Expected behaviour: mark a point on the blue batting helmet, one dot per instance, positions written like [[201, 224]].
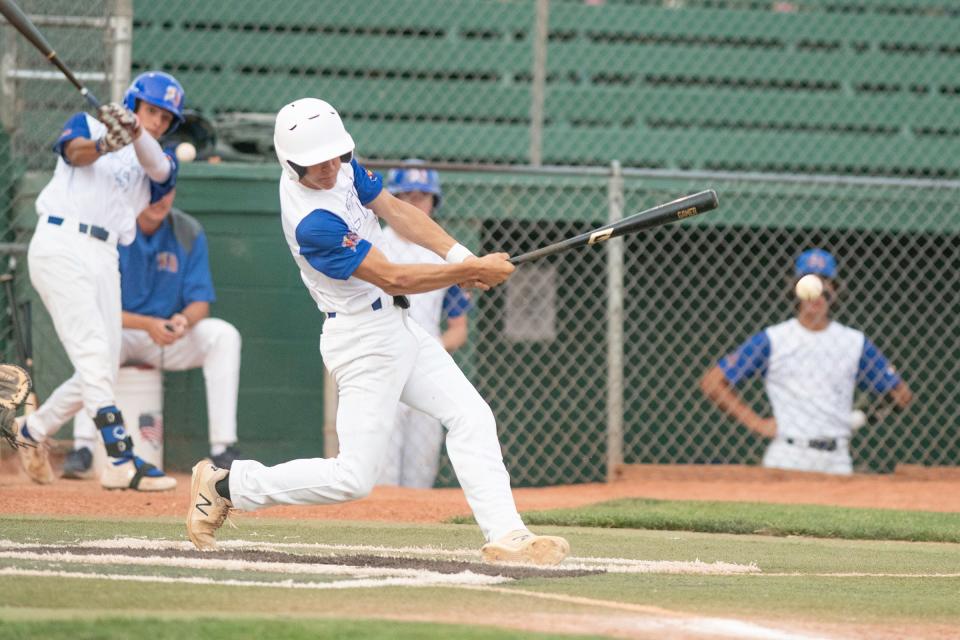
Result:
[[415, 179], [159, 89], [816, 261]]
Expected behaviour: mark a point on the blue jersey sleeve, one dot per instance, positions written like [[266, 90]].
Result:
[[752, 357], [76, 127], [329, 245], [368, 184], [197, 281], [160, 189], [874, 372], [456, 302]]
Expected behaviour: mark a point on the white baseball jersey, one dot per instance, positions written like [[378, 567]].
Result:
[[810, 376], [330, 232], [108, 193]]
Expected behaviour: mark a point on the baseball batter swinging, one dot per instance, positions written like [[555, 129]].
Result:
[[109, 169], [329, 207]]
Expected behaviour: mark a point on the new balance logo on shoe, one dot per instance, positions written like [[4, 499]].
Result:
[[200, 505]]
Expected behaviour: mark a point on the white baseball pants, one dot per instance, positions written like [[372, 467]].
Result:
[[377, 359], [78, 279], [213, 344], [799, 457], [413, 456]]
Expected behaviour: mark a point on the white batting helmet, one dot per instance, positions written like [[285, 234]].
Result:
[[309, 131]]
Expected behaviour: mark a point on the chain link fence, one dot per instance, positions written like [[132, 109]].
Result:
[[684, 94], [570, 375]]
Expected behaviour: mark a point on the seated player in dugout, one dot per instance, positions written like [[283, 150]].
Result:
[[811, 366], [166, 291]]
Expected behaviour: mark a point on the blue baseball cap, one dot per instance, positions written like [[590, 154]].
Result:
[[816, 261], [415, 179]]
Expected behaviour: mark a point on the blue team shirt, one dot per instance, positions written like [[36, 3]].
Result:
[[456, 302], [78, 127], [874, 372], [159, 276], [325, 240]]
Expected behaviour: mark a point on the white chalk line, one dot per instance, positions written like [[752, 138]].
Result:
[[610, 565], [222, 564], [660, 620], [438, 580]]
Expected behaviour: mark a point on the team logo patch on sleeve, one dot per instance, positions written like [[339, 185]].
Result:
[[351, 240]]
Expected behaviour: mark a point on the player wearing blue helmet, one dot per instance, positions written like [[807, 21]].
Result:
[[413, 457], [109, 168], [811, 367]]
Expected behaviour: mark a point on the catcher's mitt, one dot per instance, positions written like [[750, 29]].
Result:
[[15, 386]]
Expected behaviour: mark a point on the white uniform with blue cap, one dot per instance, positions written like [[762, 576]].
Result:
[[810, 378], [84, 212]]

------------------------------------

■ Work instruction
Extract all lines from the material above that include the word "player".

■ Output for this exercise
Expected behaviour: mark a point on the seated player in dugout, one dot per instance, positions written like [[283, 150]].
Expected behaviour: mark a point on the player wearing blue helmet, one dot per instance, positions written like [[807, 21]].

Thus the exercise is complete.